----- TASK DATA -----

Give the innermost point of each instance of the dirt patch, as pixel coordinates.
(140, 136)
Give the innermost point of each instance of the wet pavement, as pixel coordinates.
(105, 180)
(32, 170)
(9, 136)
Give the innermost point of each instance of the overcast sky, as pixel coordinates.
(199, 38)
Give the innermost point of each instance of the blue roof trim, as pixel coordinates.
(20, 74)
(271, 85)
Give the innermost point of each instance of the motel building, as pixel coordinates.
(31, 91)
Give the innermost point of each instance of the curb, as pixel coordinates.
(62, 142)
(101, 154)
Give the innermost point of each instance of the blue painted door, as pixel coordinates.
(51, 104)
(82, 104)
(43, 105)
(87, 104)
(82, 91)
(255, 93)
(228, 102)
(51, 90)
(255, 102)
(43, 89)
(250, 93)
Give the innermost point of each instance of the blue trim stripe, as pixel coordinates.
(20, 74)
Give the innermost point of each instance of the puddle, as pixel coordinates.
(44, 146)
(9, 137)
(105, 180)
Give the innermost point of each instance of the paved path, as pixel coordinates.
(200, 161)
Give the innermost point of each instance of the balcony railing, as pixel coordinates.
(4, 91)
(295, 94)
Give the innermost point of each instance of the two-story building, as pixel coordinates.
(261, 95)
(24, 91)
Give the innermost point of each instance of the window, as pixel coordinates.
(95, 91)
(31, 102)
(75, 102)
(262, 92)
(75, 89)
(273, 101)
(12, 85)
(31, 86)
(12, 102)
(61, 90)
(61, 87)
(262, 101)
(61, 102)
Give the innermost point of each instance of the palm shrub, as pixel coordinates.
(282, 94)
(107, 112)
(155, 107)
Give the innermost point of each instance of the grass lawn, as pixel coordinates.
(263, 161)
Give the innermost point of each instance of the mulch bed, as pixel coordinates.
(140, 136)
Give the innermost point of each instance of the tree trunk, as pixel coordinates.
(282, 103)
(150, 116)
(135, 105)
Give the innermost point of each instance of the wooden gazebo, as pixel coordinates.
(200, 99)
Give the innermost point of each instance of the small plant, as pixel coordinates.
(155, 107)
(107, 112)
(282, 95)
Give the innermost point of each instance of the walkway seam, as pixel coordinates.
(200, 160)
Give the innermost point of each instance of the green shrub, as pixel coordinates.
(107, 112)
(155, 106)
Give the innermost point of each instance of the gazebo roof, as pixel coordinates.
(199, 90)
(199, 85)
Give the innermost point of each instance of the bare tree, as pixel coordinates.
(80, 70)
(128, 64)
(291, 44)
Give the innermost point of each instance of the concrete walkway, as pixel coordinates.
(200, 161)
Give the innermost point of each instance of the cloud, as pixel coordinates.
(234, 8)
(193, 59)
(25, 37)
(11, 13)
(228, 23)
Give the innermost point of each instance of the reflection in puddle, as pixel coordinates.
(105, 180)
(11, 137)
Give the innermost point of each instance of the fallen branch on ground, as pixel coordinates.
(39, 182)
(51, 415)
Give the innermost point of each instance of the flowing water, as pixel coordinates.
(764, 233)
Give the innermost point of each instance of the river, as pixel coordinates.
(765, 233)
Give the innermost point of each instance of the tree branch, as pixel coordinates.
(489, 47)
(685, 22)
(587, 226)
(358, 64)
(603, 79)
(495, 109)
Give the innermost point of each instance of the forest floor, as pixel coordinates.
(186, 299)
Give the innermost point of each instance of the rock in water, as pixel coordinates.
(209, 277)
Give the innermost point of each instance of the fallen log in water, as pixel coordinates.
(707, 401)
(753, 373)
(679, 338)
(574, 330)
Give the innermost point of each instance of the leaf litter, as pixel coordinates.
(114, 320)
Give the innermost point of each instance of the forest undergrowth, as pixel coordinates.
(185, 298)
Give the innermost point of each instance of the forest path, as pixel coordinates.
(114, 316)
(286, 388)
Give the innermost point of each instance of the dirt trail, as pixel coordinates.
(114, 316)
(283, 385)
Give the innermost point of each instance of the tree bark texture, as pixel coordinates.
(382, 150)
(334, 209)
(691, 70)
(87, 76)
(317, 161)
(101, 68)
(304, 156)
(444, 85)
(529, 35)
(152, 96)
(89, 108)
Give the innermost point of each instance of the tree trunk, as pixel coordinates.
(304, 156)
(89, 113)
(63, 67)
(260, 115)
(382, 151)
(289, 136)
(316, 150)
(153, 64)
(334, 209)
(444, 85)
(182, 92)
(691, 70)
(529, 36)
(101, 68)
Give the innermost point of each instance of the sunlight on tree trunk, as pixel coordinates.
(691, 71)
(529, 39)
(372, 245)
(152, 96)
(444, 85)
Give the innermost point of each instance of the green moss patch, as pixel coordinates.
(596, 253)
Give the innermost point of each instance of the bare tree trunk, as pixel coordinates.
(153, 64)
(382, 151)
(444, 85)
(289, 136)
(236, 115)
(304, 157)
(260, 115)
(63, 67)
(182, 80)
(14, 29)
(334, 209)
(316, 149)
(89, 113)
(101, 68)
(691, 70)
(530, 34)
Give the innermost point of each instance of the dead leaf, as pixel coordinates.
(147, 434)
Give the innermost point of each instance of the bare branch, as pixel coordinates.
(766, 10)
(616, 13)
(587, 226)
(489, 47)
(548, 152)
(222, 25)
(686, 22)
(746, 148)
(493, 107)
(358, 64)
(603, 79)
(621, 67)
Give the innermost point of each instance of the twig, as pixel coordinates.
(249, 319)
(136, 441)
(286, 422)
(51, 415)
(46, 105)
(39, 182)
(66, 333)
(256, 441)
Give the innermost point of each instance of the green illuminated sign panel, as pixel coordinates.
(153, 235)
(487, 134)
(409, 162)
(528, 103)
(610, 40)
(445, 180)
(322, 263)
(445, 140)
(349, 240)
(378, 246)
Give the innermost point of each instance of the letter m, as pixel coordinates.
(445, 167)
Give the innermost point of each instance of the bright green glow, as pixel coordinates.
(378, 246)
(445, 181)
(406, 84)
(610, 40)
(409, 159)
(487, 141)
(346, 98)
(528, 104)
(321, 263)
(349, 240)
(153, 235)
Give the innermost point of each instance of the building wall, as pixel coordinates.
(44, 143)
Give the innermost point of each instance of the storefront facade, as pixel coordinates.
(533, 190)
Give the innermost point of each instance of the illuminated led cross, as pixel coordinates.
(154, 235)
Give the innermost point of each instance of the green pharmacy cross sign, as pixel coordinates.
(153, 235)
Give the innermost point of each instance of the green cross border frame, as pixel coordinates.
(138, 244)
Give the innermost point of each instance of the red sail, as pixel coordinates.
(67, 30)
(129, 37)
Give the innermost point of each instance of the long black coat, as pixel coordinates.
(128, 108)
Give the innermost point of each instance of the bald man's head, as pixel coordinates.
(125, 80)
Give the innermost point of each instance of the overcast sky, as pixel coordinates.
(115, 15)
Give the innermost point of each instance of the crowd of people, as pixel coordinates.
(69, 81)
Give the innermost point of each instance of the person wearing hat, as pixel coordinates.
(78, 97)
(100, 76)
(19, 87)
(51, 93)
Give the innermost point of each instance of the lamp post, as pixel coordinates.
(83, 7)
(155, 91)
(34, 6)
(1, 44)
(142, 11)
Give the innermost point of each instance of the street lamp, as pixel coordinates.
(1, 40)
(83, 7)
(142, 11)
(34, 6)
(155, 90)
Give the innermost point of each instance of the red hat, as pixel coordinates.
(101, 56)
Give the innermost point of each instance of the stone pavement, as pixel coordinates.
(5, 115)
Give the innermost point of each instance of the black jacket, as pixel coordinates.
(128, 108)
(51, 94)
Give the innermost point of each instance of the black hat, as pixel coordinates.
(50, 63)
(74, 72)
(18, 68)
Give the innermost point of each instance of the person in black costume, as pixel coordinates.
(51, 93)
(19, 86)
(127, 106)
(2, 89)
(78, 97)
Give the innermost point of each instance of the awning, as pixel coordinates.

-----

Reproduce every record above exactly.

Give the innermost point of each instance of the dirt patch, as pixel coordinates.
(140, 136)
Give the innermost point of each instance of the wet pavement, as pixel coordinates.
(105, 180)
(32, 170)
(9, 136)
Give the innermost point of each instance of the overcast sky, as pixel coordinates.
(199, 38)
Give the innermost point of each instance of the blue roof trim, as pixel coordinates.
(20, 74)
(271, 85)
Give the innermost point of each instance of the motel building, as pixel coordinates.
(31, 91)
Give the innermost point of each instance of the curb, as pixel coordinates.
(62, 142)
(101, 154)
Give the innermost point of each instance of the blue painted door, as pixel coordinates.
(51, 104)
(82, 104)
(43, 105)
(87, 104)
(82, 91)
(255, 93)
(228, 102)
(51, 90)
(255, 102)
(43, 89)
(250, 93)
Give the innermost point of each instance of the blue trim stripe, as pixel coordinates.
(20, 74)
Give the innermost point of each instance of the puddle, as pixel coordinates.
(44, 146)
(9, 137)
(105, 180)
Give the innermost point of each instance of the paved path, as pixel coordinates.
(200, 161)
Give the innermost point of each instance of the balcony railing, as pixel coordinates.
(4, 91)
(295, 94)
Give the innermost point of each instance of the two-story building, as pixel coordinates.
(261, 95)
(24, 91)
Give the innermost point of each instance of the window, as pixel coordinates.
(95, 91)
(31, 102)
(75, 102)
(262, 92)
(75, 89)
(273, 101)
(12, 85)
(31, 86)
(12, 102)
(61, 90)
(61, 87)
(262, 101)
(61, 102)
Give the innermost point of each instance of the palm shrub, as pixel coordinates.
(282, 94)
(107, 112)
(155, 107)
Give the innermost point of each instance of the grass lawn, as pixel coordinates.
(263, 161)
Give the innermost point of each instance of the mulch bed, as pixel coordinates.
(140, 136)
Give the innermost point of each instance of the tree trunk, as pixel coordinates.
(282, 103)
(150, 116)
(135, 105)
Give the innermost point of each instance of the wooden gazebo, as pixel coordinates.
(200, 99)
Give the innermost point of each instance of the small plant, as pixel coordinates.
(155, 107)
(107, 112)
(282, 95)
Give the innermost point of each instance of the walkway seam, as pixel coordinates.
(200, 160)
Give the innermost point of each instance of the green shrub, as pixel coordinates.
(107, 112)
(155, 106)
Give the innermost point of each instance of the gazebo roof, as pixel coordinates.
(199, 90)
(199, 85)
Give the innermost point of each instance of the bare tree, as pixel coordinates.
(80, 70)
(128, 64)
(291, 44)
Give the innermost point of each instance of the concrete walkway, as pixel coordinates.
(200, 161)
Give the innermost point of each instance of the cloud, as pixel coordinates.
(234, 8)
(193, 59)
(25, 37)
(11, 13)
(228, 23)
Give the innermost point of each instance of the reflection in puddle, as pixel coordinates.
(105, 180)
(11, 137)
Give the innermost point of each instance of the fallen branch on ground, as pixel coordinates.
(39, 182)
(51, 415)
Give the innermost point of each instance of the flowing water, as pixel coordinates.
(764, 233)
Give the innermost point of each instance of the river, as pixel coordinates.
(765, 233)
Give the innermost point of each instance of the tree branch, as pixel coordinates.
(489, 47)
(685, 22)
(587, 226)
(358, 64)
(603, 79)
(495, 109)
Give the innermost point of each instance of the forest floor, as pixel coordinates.
(186, 299)
Give the innermost point of each instance of the rock in water, as pixel coordinates.
(209, 277)
Give the innermost point of each instance of the fallen log in water, as pixel coordinates.
(707, 401)
(753, 373)
(679, 338)
(574, 330)
Give the innermost point of each instance of the leaf litter, as pixel coordinates.
(114, 320)
Give the innermost point of each instance of the forest undergrowth, as pixel coordinates.
(185, 298)
Give the innermost point of each instance of the forest path, as pixel coordinates.
(114, 316)
(286, 388)
Give the innermost point of each instance of the dirt trail, as pixel coordinates.
(114, 316)
(283, 385)
Give the innermost point of each instance of the tree bark texture, as pixel coordinates.
(382, 150)
(334, 209)
(691, 70)
(87, 76)
(317, 161)
(101, 68)
(304, 156)
(444, 85)
(529, 35)
(152, 96)
(89, 108)
Give the innermost point of each instance of the tree trunk, as pixel coordinates.
(304, 156)
(89, 113)
(63, 67)
(260, 115)
(382, 151)
(289, 136)
(316, 150)
(153, 64)
(334, 209)
(444, 85)
(182, 92)
(691, 70)
(529, 36)
(101, 68)
Give the innermost point of each instance of the sunlight on tree trunk, as pixel coordinates.
(691, 71)
(529, 39)
(372, 245)
(152, 96)
(444, 85)
Give the innermost point of each instance of the green moss patch, as pixel coordinates.
(596, 253)
Give the innermost point of each instance of the bare tree trunk, as pixel coordinates.
(153, 64)
(382, 151)
(444, 85)
(289, 136)
(236, 115)
(304, 157)
(260, 115)
(63, 67)
(182, 80)
(14, 29)
(334, 209)
(316, 149)
(89, 113)
(101, 68)
(691, 70)
(530, 34)
Give the innermost point of each instance of the dead leaf, as pixel coordinates.
(147, 434)
Give the innermost point of each instance of the bare branch, as pixel coordinates.
(766, 10)
(616, 13)
(587, 226)
(489, 47)
(548, 152)
(222, 25)
(686, 22)
(746, 148)
(493, 107)
(358, 64)
(603, 79)
(621, 67)
Give the innermost point of each instance of the twig, as pixel coordinates.
(249, 319)
(136, 441)
(286, 422)
(51, 415)
(46, 105)
(39, 182)
(66, 333)
(256, 441)
Give the innermost point of each instance of the green illuminated sign panel, as pixel coordinates.
(153, 235)
(487, 134)
(409, 162)
(528, 103)
(610, 40)
(445, 180)
(322, 263)
(445, 140)
(349, 240)
(378, 246)
Give the innermost point of each instance of the letter m, as pixel coordinates.
(445, 167)
Give the innermost point of each instance of the bright green glow, as pixel coordinates.
(378, 246)
(445, 181)
(406, 84)
(610, 40)
(409, 159)
(487, 141)
(346, 98)
(528, 104)
(321, 263)
(349, 240)
(153, 235)
Give the innermost point of each instance of the building wall, as pixel coordinates.
(44, 143)
Give the innermost point of each instance of the storefront facade, as pixel coordinates.
(533, 190)
Give the innermost point of each instance of the illuminated led cross, as pixel coordinates.
(154, 235)
Give the innermost point of each instance of the green pharmacy cross sign, as pixel coordinates.
(153, 235)
Give the innermost point of each instance of the green cross border frame, as pixel coordinates.
(138, 244)
Give the innermost point of each instance of the red sail, as pixel coordinates.
(67, 30)
(129, 37)
Give the innermost point of each instance of the long black coat, as pixel coordinates.
(128, 108)
Give the innermost point of each instance of the bald man's head, as pixel coordinates.
(125, 80)
Give the innermost point of each instance of the overcast sky, as pixel coordinates.
(115, 15)
Give the innermost point of each instance of the crowd of people, as pixel coordinates.
(69, 81)
Give the innermost point of each instance of the person wearing hat, as pixel coordinates.
(78, 97)
(100, 76)
(19, 87)
(51, 93)
Give the innermost point of each instance of the lamp post, as pixel coordinates.
(83, 7)
(155, 91)
(34, 6)
(1, 44)
(142, 11)
Give the innermost point of each instance of the street lamp, as pixel coordinates.
(1, 40)
(83, 7)
(142, 11)
(34, 6)
(155, 90)
Give the innermost point of each instance of the red hat, as pixel coordinates.
(101, 56)
Give the innermost point of each instance of the stone pavement, as pixel coordinates.
(5, 115)
Give the innermost point of each instance of the black jacket, as pixel coordinates.
(128, 108)
(51, 94)
Give the innermost point of each instance of the black hat, as pixel coordinates.
(50, 63)
(74, 72)
(18, 68)
Give the innermost point of each instance of the person in black costume, as pixel coordinates.
(51, 93)
(19, 86)
(127, 106)
(2, 89)
(78, 97)
Give the innermost point of each instance of the awning, as pixel coordinates.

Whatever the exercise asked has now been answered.